[[ RECORDS FOR THIS EXERCISE, beginning ]]

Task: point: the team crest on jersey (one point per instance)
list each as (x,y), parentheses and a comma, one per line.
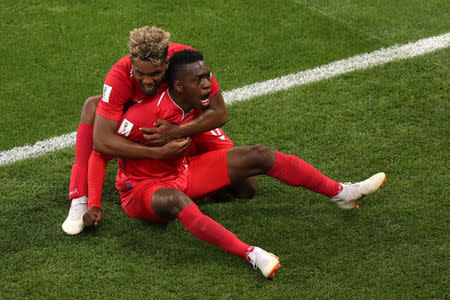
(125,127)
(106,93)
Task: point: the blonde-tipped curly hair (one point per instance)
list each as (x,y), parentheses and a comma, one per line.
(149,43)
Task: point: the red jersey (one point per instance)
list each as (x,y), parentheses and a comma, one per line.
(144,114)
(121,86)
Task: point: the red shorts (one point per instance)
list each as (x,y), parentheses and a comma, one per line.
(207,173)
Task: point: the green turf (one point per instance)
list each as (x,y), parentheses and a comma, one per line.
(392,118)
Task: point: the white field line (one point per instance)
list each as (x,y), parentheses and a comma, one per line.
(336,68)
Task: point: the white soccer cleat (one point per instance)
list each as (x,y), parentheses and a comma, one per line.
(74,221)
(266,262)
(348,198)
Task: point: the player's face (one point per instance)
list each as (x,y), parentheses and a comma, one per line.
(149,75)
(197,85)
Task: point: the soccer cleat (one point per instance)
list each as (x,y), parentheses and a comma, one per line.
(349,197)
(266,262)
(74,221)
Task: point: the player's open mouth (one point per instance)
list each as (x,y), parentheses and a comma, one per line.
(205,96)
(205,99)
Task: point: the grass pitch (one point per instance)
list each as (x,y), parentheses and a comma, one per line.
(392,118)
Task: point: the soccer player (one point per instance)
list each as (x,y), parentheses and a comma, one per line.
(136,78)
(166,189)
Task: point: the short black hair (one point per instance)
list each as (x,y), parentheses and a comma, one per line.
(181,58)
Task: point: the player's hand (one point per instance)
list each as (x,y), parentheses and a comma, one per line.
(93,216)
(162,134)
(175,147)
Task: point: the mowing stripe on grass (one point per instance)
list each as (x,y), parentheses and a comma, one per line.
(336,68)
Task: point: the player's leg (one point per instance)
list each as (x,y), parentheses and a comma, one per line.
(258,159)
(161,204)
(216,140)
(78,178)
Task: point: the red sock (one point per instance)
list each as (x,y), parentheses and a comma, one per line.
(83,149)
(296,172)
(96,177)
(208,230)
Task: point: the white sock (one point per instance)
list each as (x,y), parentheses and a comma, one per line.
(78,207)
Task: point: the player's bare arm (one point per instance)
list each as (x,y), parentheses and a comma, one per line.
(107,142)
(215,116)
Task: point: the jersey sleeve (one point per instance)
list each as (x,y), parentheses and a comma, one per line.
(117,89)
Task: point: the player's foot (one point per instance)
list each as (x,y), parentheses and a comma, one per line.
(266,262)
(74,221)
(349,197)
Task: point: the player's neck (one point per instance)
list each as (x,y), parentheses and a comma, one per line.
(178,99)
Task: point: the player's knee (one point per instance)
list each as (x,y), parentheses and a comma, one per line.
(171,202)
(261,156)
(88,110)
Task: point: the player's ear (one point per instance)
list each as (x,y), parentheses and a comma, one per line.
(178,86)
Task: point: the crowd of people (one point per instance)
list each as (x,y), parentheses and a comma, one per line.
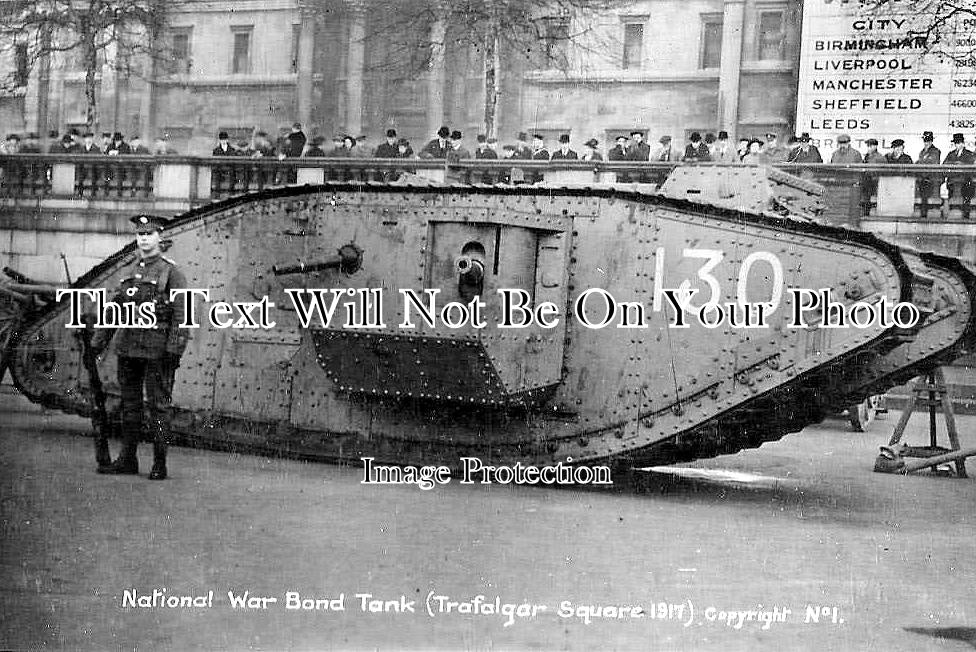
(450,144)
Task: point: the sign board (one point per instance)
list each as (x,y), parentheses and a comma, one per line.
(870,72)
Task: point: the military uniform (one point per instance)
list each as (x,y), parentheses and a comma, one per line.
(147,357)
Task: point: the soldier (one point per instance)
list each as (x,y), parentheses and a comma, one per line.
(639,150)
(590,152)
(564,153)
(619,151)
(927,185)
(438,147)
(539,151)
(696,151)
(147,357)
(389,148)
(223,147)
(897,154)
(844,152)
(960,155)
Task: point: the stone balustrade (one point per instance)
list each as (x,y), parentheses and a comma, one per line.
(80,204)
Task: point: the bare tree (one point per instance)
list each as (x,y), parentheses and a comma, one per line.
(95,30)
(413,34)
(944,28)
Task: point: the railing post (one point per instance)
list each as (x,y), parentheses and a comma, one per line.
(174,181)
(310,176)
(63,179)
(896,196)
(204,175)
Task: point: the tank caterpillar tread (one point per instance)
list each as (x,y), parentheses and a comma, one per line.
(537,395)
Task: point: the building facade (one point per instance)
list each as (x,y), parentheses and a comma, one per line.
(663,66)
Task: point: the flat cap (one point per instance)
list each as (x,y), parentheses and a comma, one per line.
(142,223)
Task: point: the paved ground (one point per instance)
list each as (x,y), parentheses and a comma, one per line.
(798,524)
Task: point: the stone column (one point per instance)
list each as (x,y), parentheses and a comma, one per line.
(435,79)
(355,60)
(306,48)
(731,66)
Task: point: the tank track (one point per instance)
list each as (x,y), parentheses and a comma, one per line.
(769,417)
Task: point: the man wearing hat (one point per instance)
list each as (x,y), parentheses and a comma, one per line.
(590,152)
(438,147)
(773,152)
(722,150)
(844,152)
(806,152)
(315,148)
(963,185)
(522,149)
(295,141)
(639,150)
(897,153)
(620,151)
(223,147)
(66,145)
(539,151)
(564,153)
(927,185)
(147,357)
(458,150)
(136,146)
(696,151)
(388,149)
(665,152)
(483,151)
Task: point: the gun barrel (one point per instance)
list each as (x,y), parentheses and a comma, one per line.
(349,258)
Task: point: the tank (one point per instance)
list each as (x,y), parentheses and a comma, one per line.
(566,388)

[[ RECORDS FOR THIS EXERCISE, end ]]

WHAT IS BEING ASKED —
After reading through the records, count the lines that hold the string "player" and give only the count.

EXERCISE RESULT —
10